## Exercise brief
The records below must be written out exactly, with every picture left behind.

— START Information given —

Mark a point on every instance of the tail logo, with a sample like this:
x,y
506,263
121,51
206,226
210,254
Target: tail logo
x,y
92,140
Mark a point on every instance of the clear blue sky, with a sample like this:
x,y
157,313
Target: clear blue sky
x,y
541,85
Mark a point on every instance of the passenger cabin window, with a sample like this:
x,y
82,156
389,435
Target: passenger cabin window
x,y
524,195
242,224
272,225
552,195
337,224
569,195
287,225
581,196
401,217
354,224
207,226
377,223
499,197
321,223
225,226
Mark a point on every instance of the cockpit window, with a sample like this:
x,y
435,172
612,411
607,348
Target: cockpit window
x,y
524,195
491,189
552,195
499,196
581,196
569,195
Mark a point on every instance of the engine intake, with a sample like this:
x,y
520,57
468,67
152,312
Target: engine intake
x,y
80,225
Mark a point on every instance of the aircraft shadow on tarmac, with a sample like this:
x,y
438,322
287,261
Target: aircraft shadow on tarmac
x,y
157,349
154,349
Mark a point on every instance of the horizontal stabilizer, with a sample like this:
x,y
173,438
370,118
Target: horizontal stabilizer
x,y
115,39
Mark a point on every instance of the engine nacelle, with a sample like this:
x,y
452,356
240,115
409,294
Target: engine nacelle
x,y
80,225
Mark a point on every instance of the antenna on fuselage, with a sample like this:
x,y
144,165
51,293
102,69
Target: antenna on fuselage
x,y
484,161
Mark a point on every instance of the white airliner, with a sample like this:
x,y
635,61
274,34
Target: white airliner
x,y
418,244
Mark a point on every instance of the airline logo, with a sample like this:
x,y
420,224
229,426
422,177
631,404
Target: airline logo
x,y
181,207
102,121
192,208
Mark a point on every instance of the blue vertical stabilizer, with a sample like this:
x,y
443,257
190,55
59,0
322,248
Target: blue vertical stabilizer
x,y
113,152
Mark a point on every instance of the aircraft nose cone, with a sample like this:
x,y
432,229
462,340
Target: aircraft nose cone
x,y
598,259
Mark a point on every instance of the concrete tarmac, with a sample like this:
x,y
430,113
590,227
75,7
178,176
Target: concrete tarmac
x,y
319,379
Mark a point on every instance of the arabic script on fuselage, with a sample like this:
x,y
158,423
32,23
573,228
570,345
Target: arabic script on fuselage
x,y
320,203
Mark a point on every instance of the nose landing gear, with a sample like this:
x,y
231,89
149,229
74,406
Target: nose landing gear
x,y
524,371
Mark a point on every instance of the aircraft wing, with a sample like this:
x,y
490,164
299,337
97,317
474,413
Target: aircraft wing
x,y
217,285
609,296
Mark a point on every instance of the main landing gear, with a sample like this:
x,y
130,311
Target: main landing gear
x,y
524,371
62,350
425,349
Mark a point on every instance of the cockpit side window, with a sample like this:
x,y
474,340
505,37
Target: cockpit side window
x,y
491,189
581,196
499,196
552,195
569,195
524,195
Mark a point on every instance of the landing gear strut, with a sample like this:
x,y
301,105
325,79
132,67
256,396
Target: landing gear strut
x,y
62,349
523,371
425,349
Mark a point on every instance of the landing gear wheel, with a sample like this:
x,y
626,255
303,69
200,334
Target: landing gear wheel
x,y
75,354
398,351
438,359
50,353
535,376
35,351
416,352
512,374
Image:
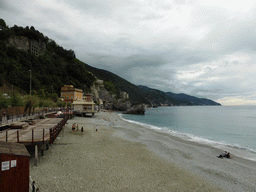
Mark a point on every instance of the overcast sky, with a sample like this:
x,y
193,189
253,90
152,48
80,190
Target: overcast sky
x,y
204,48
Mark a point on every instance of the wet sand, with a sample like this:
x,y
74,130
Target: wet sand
x,y
126,157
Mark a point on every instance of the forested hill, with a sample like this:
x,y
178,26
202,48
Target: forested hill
x,y
25,53
143,94
52,66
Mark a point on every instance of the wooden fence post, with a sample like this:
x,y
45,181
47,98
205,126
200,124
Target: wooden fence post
x,y
18,138
32,136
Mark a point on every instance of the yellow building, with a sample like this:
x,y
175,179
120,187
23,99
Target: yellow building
x,y
70,94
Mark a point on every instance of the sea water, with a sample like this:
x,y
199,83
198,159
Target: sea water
x,y
231,128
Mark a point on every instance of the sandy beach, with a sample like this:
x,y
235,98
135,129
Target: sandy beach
x,y
123,156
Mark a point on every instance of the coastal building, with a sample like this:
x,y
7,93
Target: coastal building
x,y
71,94
14,162
84,106
124,95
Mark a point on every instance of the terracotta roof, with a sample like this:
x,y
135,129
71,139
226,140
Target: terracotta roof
x,y
13,149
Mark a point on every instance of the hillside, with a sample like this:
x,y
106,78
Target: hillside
x,y
25,49
143,94
25,53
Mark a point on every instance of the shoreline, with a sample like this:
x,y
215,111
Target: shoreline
x,y
127,157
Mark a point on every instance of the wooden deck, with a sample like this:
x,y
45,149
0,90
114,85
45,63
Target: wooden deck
x,y
40,132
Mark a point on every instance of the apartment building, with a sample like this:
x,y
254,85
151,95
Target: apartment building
x,y
71,94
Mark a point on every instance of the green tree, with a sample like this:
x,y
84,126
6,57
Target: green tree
x,y
2,24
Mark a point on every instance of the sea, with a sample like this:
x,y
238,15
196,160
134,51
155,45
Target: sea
x,y
231,128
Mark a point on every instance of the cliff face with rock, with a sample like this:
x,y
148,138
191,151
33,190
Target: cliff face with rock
x,y
29,45
108,100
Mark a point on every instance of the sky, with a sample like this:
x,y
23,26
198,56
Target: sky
x,y
203,48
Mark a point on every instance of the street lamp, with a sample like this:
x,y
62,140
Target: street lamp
x,y
30,83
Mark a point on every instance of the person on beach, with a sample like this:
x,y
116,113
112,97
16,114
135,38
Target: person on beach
x,y
225,154
222,154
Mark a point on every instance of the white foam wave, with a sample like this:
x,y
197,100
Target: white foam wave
x,y
237,149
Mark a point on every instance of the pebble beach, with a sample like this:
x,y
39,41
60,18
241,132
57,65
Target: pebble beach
x,y
122,156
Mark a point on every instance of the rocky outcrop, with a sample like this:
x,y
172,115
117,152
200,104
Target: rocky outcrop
x,y
137,110
28,45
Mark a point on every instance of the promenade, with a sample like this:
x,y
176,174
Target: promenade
x,y
34,132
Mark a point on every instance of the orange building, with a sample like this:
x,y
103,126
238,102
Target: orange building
x,y
70,94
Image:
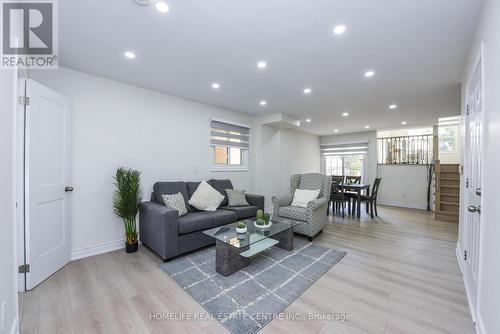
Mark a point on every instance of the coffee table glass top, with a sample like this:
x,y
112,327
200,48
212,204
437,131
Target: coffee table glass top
x,y
227,233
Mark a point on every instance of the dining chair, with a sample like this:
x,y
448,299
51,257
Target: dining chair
x,y
353,179
371,199
351,195
337,197
338,178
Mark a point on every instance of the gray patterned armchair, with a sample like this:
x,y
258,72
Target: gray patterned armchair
x,y
310,220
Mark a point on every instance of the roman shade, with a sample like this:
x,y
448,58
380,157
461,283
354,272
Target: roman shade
x,y
229,135
344,149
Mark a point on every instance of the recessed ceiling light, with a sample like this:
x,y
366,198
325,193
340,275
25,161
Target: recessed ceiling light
x,y
261,64
162,7
369,74
339,30
129,54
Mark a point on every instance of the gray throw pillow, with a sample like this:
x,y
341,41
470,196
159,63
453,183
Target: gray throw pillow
x,y
175,201
236,197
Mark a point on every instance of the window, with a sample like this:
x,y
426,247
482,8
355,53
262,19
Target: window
x,y
448,139
350,165
230,144
345,159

— END Information given —

## Final result
Mark a point on every instance of the tail logo, with a sample like this:
x,y
506,263
121,51
206,226
210,254
Target: tail logo
x,y
92,140
Mark a point on every instance of the clear blue sky, with a sample like this:
x,y
157,313
Target: clear blue sky
x,y
541,85
Mark a point on every instance of the passenger cabin window, with a sample like this:
x,y
82,156
389,435
Target: passenger cabin window
x,y
524,195
242,224
272,225
552,195
337,224
569,195
287,225
581,196
401,217
354,224
207,226
377,223
499,197
321,223
225,226
Mark a point on every instance of the cockpit window, with a sample like this:
x,y
435,172
612,411
607,348
Target: cockpit window
x,y
524,195
491,189
552,195
499,196
581,196
569,195
Mark a point on every instance of the engine intake, with a sample like this:
x,y
520,57
468,67
152,312
Target: engine intake
x,y
80,225
Mark a point on every instance of the aircraft shadow on tarmac, with a sample like this:
x,y
438,322
287,261
Target: aircraft shadow on tarmac
x,y
157,349
154,349
Mark a point on every instance of the horizontal stabilizer, with a sample like this:
x,y
173,438
370,118
Target: horizontal stabilizer
x,y
115,39
Mark a point on every instance of the engine nacelle, with a sample like this:
x,y
452,356
240,115
409,294
Target: engine nacelle
x,y
80,225
Mark a point on every instance of the antenna on fuselage, with a sample like this:
x,y
144,165
51,293
102,69
Target: antenna on fuselage
x,y
484,161
Mark a point on every instance of the white airliner, with a sample like this:
x,y
635,61
274,34
Target: white airliner
x,y
418,244
Mark a point on every instance of the airline logo, with a sample like this:
x,y
420,224
229,426
422,177
631,404
Target: airline logo
x,y
181,207
102,121
192,208
Mark a point on every instance of the blue vertical stabilizer, with a sample like this:
x,y
443,257
190,55
59,0
322,248
Target: blue vertical stabilizer
x,y
113,152
Mark a point on every instance of the aircraft nose cone, with a sample like this:
x,y
432,229
462,340
Target: aircraft nose cone
x,y
598,259
Mark a point on every instance of the concrete tarmac, with a sample like this:
x,y
430,113
590,227
75,7
178,176
Target: concrete tarmac
x,y
319,379
Mark a point on every instance of the arabic script on fuselage, with a sample like this:
x,y
158,423
32,23
573,228
570,345
Target: arabic script on fuselage
x,y
320,203
Mark a point on every instance of the nose landing gear, with a sample like this:
x,y
231,89
149,229
74,406
Target: nose landing gear
x,y
524,371
Mark a point on every instance of the aircraft wing, with a sample like this:
x,y
490,164
299,337
97,317
474,413
Target: aircraft wing
x,y
217,285
609,296
Mark a point on every instance of the main landing gear, with a sample like this:
x,y
130,311
Target: main landing gear
x,y
524,371
62,350
425,349
Mark a point on every instance of the cockpit side window, with a sample like this:
x,y
474,340
505,37
Target: cockpit side window
x,y
491,189
581,196
499,196
552,195
569,195
524,195
Mark a point on every instance of the landing gear strut, with a sample like this:
x,y
301,105
325,79
132,67
256,396
Target: landing gear strut
x,y
62,349
523,371
425,349
Mark a point on every instance of the landing gear wheel, with a sample like this:
x,y
626,255
303,69
200,334
Target: landing gear wheel
x,y
75,354
398,351
438,359
50,353
535,376
35,351
416,352
512,374
Image:
Mark a point on every instance of the overcast sky, with a sample like this:
x,y
193,189
253,90
152,48
80,190
Target: overcast sky
x,y
204,48
Mark a point on every instance of the wet sand, with a sample like this:
x,y
74,130
Target: wet sand
x,y
126,157
Mark a point on every instance of the forested hill, with a sample like this:
x,y
178,26
202,48
Target: forested hill
x,y
25,53
143,94
52,66
Mark a point on every instance of the wooden fence post, with a sample like this:
x,y
45,181
47,98
205,126
200,124
Target: wooden fence post
x,y
18,138
32,136
Mark a point on every instance of the yellow building, with a sample like this:
x,y
175,179
120,187
23,99
Target: yellow building
x,y
70,94
Mark a point on every instance of the sea water, with a sample like this:
x,y
199,83
198,159
Target: sea water
x,y
231,128
Mark a point on every instance of the sandy beach, with a sample like this:
x,y
235,98
135,129
Target: sandy beach
x,y
123,156
Mark a point on every instance of the coastal building, with a sample like this:
x,y
7,93
Target: coastal building
x,y
71,94
14,162
84,106
124,95
Mark a point on every instance of the terracotta roof, with a sample like this:
x,y
135,129
71,139
226,140
Target: terracotta roof
x,y
13,149
Mark a point on every instance of the hillside, with a sample like this:
x,y
106,78
Target: hillside
x,y
25,49
143,94
25,53
Mark a point on every instance of the shoreline, with a sample like this:
x,y
215,111
Target: shoreline
x,y
127,157
Mark a point on every instance of the wooden deck, with a sample like this:
x,y
45,149
0,90
114,85
45,63
Target: wooden deck
x,y
40,132
Mark a point on every instance of the apartment building, with a sample like this:
x,y
254,85
151,95
Target: apartment building
x,y
71,94
Mark a point on every instance of the green tree, with a sample like this:
x,y
84,126
6,57
Target: green tree
x,y
2,24
Mark a point on every instance of the sea, with a sample like this:
x,y
238,15
196,160
134,51
155,45
Target: sea
x,y
231,128
Mark a point on every instance of the cliff face with rock, with a sample like this:
x,y
148,138
191,151
33,190
Target: cliff face with rock
x,y
29,45
108,100
Mark a point on every instance of the sky, with a sample like this:
x,y
23,26
198,56
Target: sky
x,y
203,48
Mark a point on every instance of the street lamp, with a sample like this:
x,y
62,140
Target: street lamp
x,y
30,83
Mark a point on every instance of the person on beach, with a sample like this:
x,y
116,113
112,97
16,114
135,38
Target: person on beach
x,y
225,154
222,154
Mark a point on every instance of the white foam wave, with a sample like this:
x,y
197,100
Target: white foam wave
x,y
237,149
Mark a point on every instance of the pebble beach, with a sample like this:
x,y
39,41
60,18
241,132
57,65
Target: pebble beach
x,y
122,156
Mark a point on every instance of the rocky outcrop, with a sample like this:
x,y
172,115
117,152
200,104
Target: rocky outcrop
x,y
137,110
28,45
Mark a point on every instance of the promenade, with a sample like this:
x,y
176,174
Target: promenade
x,y
34,132
Mark a point on every instance of the orange building, with a sample like this:
x,y
103,126
238,102
Target: orange building
x,y
70,94
Image:
Mark a point on every instance of the coffee table glass top, with a sample like this:
x,y
112,327
200,48
212,204
437,131
Target: coffee table glass top
x,y
227,233
Mark a point on every instance of the dining chair, with a sample like this:
x,y
448,299
51,257
Target: dining chair
x,y
353,179
371,199
351,195
337,197
338,178
Mark a point on every instance of the gray patterned armchair, with a sample like this:
x,y
258,72
Target: gray patterned armchair
x,y
310,220
Mark a point on every instance of the roman shade, with a sample like this:
x,y
448,58
380,157
461,283
354,272
Target: roman shade
x,y
229,135
344,149
Mark a point on every instance of the recessed ceiling light, with a sample like this:
x,y
366,198
325,193
340,275
25,161
Target: recessed ceiling light
x,y
261,64
162,7
369,74
339,30
129,54
Mark a point on every instance of the gray throw pillow, with a sample like this:
x,y
341,41
470,196
159,63
453,183
Target: gray throw pillow
x,y
175,201
236,197
Mark a point on every instance of the window, with a sample like this:
x,y
426,247
482,8
355,53
262,19
Target: window
x,y
448,139
350,165
230,144
345,159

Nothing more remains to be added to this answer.